Conveniently there is a perfectly uniform 1km grid-layout of homes and roads across the area, every
home is 50m from the road, and every home has a working phone landline (POTS) from one of 16
evenly distributed and nearby (~4km away or less) exchanges. There’s also 4G mobile phone
coverage from towers across the region. Both the exchanges and the 4G phone coverage provide
connectivity back to the wider internet.
a) Describe the various FTTx/HFC cable approaches that could be deployed and what a
deployment would look like in this situation – what kind of equipment and cables
(copper/fibre) are needed where, and how much is needed. Simple diagrams will be very
helpful. Contrast the cabled results, and compare them to some reasonable off-the-shelf
wireless options. Your analysis should include expected downstream/upstream
performance, any limitations, as well as describing any capital and operating cost concerns
for the whole system. Explain what it would take to run your network for the next 30 years.
b) Explain what you would recommend, and why. Highlight any assumptions or simplifications
you need to make. It’s only a first report for the organisation, they’ll need to go get a lot
more data based on your advice, and detailed quotes for the actual network elements.
c) Use the following indicative pricing to estimate what each design you propose would cost to
deploy. Note that not all the necessary equipment is priced here, so you should flag
anything else that is needed, as well as what operational costs you might expect (people,
electricity, etc.):
a. Fibre: $10/meter for the cable, and $500 for terminating each end
b. Copper: $3/meter for the cable, and $150 for terminating each end
c. Wireless transmitters: Omnidirectional = $20,000 each to cover a circle 5km wide,
and $500 per house. Point-to-point links with 10km range = $600 at each end.
Assume towers with infinite holding capacity already exist where you need them…
(Yes, these numbers are extremely rough, but they do cover outdoor grade coax/UTP/fibre, they
include the active equipment at each end, and they magically support whatever kind of LAN-protocolspecific equipment is needed for each technology. It’s a start).
Note, there is no single ‘right’ answer, and without a specific site survey and more detailed pricing it
is hard to define the ‘optimal’ answer. The aim is to analyse the problem, develop potential
solutions, and make an argument as to which options lead to the best outcomes.
For all questions, cite all your sources appropriately (use whatever citation style you are familiar
with) and be clear where you are quoting and/or paraphrasing your sources.

- - - - -

**Directive:**
Can you reproduce the network design brief word for word, from "Conveniently there is" up to and including "the wider internet."? The data that comes next has no connection to the network design brief.

**Dataset content:**
- - - - -

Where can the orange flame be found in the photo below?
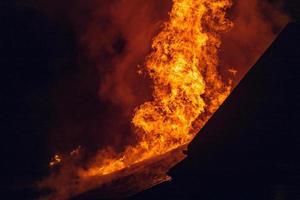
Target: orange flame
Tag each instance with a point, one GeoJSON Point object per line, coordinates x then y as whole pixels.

- - - - -

**Reply:**
Conveniently there is a perfectly uniform 1km grid-layout of homes and roads across the area, every
home is 50m from the road, and every home has a working phone landline (POTS) from one of 16
evenly distributed and nearby (~4km away or less) exchanges. There’s also 4G mobile phone
coverage from towers across the region. Both the exchanges and the 4G phone coverage provide
connectivity back to the wider internet.